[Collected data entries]
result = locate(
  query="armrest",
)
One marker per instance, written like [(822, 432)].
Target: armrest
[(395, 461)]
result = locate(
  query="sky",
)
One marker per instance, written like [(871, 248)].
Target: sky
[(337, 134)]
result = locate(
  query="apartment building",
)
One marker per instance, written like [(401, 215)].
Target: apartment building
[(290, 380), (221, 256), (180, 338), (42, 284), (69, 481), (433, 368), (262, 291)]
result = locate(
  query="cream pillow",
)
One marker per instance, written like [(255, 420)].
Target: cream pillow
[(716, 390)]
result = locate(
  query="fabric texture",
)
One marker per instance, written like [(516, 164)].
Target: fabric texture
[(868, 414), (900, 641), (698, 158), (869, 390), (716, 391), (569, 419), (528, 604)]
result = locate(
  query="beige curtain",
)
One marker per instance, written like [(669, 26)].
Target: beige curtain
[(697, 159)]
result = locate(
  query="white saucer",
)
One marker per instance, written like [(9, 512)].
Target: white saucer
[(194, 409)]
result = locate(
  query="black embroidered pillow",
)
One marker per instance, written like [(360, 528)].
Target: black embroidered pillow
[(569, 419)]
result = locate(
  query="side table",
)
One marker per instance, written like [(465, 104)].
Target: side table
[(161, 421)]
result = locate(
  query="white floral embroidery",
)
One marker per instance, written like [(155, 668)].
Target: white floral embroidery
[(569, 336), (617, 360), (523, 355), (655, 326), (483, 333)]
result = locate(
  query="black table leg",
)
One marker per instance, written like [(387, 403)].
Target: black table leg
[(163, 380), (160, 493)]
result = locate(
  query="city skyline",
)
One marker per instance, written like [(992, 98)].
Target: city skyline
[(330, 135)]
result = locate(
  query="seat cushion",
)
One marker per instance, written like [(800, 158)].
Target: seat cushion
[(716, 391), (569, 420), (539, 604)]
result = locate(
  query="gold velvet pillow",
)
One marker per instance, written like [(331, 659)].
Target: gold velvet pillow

### [TASK OBJECTIVE]
All lines carrying the word "gold" must be copied from the data above.

### [EXPECTED ANSWER]
  query="gold velvet pillow",
Target: gold velvet pillow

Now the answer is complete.